● **Problem description**
Your task is to copy every line of the records below that contains "large".

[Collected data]
• • • • •

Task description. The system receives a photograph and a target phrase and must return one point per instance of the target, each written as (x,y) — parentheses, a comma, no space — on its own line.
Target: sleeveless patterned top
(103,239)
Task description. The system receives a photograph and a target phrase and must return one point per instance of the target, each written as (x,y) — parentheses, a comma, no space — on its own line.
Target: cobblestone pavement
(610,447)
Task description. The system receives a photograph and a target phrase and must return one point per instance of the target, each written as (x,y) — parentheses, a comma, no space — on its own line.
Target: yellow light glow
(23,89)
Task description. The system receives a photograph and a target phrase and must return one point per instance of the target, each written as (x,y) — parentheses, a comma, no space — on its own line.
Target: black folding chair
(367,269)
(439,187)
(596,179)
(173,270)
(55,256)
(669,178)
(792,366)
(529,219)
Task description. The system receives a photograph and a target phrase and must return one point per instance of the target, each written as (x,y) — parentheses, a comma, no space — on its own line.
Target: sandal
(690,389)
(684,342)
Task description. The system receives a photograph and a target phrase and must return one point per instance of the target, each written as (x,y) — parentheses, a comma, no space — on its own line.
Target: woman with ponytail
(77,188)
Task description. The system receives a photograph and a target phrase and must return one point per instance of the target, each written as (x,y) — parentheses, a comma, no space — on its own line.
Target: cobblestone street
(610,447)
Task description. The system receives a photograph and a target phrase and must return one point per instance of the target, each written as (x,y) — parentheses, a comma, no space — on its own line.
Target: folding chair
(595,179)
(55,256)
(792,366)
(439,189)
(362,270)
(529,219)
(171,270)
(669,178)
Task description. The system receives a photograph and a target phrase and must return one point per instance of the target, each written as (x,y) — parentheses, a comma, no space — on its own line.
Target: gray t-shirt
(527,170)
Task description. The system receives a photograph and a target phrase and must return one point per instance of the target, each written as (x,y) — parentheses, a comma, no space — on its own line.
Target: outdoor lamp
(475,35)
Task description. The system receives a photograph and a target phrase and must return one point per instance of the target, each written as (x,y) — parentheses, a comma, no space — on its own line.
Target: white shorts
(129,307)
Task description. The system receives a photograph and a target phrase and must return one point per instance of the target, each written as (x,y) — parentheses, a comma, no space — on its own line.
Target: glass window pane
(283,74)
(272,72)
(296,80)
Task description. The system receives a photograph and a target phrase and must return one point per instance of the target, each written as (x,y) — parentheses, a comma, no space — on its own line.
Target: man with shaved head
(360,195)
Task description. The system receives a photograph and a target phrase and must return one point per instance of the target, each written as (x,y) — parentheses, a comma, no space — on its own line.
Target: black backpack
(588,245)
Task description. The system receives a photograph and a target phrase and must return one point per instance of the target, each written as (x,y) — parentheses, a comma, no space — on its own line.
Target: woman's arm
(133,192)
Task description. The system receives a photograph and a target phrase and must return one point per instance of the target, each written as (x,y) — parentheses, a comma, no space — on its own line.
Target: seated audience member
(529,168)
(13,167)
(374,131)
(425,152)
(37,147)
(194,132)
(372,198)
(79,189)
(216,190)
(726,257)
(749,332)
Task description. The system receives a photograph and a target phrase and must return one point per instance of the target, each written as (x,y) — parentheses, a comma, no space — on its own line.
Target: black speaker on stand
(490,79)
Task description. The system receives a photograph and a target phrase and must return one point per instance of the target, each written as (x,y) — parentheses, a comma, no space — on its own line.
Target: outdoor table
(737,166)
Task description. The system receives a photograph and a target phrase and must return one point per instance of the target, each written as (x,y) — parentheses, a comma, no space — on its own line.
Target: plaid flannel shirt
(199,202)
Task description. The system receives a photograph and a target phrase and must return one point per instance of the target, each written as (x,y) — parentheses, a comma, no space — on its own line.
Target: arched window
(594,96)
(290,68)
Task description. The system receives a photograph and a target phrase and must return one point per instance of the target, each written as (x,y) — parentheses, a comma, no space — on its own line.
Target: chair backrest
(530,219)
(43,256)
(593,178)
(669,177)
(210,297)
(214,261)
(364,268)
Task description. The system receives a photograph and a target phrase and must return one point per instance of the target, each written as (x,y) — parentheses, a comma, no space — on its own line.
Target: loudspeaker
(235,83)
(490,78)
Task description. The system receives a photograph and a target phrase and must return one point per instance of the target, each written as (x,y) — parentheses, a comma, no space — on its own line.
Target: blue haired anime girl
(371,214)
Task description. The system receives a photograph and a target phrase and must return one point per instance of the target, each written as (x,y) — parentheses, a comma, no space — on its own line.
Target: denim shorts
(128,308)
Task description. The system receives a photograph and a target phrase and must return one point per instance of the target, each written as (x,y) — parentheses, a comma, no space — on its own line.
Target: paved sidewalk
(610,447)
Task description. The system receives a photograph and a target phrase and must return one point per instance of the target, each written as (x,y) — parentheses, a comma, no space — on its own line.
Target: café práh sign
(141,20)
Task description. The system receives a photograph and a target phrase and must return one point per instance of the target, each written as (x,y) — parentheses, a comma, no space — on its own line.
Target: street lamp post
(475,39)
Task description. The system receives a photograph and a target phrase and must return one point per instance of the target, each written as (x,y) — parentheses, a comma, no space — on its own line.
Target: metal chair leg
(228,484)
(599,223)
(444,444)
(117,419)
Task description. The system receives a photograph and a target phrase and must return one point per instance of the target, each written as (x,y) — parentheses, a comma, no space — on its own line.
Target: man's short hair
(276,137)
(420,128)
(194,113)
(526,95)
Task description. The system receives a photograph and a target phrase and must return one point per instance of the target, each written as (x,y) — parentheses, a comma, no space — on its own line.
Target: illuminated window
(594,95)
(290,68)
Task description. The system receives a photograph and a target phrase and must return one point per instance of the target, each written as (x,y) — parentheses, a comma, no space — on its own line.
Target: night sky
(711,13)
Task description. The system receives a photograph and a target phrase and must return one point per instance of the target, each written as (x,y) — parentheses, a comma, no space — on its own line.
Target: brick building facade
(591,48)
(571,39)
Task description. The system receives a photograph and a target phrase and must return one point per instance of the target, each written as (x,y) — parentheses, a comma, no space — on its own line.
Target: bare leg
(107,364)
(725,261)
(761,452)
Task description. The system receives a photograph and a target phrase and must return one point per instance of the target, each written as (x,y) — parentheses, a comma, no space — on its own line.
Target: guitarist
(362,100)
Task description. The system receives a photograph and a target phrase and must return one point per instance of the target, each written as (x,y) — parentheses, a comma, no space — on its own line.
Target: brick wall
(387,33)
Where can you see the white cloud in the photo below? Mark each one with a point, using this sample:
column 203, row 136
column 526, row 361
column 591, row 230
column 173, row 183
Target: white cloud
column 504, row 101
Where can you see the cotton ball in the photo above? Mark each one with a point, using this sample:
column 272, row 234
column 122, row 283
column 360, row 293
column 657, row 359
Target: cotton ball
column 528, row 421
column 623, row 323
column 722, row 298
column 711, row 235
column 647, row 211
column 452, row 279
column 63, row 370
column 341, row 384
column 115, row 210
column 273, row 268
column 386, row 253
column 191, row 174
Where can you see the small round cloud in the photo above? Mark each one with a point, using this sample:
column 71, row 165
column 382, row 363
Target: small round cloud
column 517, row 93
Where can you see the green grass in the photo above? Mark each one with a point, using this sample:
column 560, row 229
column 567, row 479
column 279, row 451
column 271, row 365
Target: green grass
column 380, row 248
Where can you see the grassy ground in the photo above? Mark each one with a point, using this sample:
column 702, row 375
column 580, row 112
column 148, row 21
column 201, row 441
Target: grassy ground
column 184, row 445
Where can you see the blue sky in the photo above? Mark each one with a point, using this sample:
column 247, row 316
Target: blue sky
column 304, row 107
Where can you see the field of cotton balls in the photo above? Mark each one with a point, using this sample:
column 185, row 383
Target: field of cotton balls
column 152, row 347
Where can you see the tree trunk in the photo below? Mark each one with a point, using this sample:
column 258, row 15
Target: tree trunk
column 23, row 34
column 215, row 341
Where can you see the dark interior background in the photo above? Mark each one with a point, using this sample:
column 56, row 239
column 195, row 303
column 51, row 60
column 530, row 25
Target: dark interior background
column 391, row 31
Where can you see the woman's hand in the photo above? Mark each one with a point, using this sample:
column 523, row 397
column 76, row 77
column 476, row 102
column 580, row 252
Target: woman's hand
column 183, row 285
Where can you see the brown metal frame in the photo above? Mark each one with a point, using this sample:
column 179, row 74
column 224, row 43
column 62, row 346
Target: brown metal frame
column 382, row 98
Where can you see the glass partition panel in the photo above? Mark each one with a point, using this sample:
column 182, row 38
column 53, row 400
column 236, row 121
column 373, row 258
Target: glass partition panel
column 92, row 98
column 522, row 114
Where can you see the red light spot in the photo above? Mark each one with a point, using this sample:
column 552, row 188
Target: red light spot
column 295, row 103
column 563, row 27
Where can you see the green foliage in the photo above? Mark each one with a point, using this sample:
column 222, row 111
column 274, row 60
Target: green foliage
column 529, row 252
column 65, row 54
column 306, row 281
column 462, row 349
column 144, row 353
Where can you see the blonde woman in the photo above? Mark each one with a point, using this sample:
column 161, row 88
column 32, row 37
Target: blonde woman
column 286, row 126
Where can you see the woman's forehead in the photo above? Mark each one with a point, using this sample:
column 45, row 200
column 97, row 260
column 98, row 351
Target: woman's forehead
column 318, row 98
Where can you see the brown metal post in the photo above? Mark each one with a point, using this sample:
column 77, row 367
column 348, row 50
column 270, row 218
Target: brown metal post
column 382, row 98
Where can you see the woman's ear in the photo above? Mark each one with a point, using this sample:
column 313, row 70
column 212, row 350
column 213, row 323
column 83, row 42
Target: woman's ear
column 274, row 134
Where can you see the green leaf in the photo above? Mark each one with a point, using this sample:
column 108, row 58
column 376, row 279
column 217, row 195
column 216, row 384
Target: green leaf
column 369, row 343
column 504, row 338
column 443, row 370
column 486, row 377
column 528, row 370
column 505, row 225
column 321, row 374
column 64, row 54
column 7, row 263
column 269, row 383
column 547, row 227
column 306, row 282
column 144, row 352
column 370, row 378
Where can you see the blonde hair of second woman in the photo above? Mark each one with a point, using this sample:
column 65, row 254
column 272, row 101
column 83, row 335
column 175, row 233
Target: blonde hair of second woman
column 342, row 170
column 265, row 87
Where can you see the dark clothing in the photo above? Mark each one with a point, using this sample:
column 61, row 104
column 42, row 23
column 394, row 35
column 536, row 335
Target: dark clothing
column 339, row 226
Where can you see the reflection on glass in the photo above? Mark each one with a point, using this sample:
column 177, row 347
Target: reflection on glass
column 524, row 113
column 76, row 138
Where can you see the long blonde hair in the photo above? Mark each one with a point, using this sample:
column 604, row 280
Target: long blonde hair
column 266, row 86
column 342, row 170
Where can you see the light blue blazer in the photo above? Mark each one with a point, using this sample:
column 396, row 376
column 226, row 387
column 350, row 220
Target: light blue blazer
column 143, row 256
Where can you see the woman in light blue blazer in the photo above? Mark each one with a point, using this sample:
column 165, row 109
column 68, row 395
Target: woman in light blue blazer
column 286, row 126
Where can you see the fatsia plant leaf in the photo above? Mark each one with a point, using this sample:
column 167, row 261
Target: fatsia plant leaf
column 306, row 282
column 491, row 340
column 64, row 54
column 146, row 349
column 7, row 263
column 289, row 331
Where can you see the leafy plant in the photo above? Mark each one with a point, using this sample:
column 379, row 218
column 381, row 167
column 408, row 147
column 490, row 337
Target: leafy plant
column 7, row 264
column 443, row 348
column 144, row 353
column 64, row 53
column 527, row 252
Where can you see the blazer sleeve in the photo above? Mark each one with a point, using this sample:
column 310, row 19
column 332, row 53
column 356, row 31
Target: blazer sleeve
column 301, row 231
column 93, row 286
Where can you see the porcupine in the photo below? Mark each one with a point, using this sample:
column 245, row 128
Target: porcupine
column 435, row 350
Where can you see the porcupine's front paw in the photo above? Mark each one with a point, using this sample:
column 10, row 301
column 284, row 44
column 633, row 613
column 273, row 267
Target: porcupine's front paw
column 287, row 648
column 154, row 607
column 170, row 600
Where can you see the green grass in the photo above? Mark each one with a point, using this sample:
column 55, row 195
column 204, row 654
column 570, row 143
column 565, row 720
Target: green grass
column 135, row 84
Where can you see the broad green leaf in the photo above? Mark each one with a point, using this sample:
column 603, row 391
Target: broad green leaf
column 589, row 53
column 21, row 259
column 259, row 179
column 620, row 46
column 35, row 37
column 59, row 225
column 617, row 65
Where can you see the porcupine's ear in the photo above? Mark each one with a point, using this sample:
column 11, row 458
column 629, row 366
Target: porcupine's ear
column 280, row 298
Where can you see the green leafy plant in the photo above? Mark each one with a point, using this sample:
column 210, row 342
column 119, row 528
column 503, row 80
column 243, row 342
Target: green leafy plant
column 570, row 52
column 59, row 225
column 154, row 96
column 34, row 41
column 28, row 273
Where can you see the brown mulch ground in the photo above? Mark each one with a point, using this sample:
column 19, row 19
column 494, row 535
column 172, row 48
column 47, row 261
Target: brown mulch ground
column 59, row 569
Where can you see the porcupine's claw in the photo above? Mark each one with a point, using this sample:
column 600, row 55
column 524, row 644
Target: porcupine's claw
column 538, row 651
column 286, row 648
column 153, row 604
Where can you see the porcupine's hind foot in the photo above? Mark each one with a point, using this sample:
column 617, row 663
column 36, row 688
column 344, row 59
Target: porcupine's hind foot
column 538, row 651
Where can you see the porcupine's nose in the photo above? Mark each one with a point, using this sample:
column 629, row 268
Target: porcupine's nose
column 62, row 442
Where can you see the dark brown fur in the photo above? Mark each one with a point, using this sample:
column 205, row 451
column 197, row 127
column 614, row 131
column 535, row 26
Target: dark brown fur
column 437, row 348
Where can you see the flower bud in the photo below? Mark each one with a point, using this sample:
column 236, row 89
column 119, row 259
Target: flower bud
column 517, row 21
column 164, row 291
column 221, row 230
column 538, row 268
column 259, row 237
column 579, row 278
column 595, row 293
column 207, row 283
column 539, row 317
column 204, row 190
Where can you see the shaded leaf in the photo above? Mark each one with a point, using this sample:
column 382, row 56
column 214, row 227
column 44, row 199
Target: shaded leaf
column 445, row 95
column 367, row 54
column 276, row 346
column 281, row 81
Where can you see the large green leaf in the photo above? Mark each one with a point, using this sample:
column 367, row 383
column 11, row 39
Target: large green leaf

• • • • •

● **Exercise output**
Where can you see the large green leaf in the photo above? Mark each one with a point, using this sample:
Target: large green leaf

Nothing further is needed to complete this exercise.